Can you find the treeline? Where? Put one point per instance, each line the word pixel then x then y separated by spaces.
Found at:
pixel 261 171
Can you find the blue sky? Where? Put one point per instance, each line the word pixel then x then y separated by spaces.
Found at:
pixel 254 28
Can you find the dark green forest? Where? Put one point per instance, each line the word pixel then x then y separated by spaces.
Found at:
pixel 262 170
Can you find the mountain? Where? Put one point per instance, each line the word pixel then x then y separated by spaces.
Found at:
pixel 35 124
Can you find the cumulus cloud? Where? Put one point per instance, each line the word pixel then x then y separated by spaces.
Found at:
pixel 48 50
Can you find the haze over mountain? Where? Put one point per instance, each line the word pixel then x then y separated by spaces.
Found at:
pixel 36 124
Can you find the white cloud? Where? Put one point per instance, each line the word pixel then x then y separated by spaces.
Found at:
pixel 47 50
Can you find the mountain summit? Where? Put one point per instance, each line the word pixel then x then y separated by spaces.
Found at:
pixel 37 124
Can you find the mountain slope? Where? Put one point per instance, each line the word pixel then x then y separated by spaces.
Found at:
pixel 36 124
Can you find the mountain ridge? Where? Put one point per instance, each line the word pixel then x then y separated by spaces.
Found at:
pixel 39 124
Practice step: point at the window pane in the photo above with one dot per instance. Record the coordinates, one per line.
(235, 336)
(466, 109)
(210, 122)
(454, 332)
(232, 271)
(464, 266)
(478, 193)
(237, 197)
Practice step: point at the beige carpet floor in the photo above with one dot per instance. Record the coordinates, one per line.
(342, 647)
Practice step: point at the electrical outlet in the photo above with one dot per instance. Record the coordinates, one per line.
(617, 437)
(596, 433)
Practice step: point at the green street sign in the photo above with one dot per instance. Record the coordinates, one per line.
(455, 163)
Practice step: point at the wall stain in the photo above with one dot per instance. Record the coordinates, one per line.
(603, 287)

What the exercise asks -
Copy out the rows word for word, starting from the first line of the rows and going on through the line that holds "pixel 254 28".

Response below -
Can you find the treeline? Where? Put one point per instance, each line the word pixel then x then y separated by spaces.
Found at:
pixel 261 171
Can you find the blue sky? Where? Put one point per instance, each line the word pixel then x then y separated by spaces.
Found at:
pixel 254 28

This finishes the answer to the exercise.